[Saved data rows]
-------
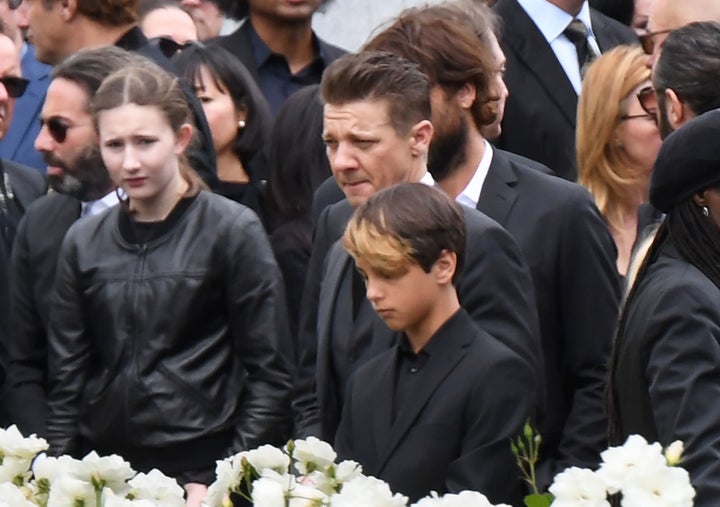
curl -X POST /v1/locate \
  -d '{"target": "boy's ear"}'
[433,250,457,285]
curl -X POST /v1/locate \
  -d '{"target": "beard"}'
[43,146,114,202]
[428,114,468,181]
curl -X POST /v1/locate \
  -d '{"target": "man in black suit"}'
[366,3,620,480]
[294,49,544,441]
[335,183,536,505]
[209,0,345,116]
[8,47,149,435]
[0,26,47,426]
[18,0,217,187]
[494,0,637,181]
-------
* [Problem to solve]:
Please express all the rows above as a numbered list, leaving out blank lines and any pictures.

* [Task answer]:
1. curl -X POST /v1/locate \
2.   -d '{"target": "boy's ear"}'
3. [433,250,457,285]
4. curl -X POST /v1/locate \
5.   -d '{"target": "beard"}'
6. [43,146,114,202]
7. [428,114,468,181]
8. curl -X POST /v1/locate \
9.   -d '{"target": "man in black suit"}'
10. [366,3,620,480]
11. [294,49,544,441]
12. [335,183,536,505]
13. [209,0,345,116]
14. [8,47,149,435]
15. [0,26,47,426]
16. [18,0,217,187]
17. [494,0,637,181]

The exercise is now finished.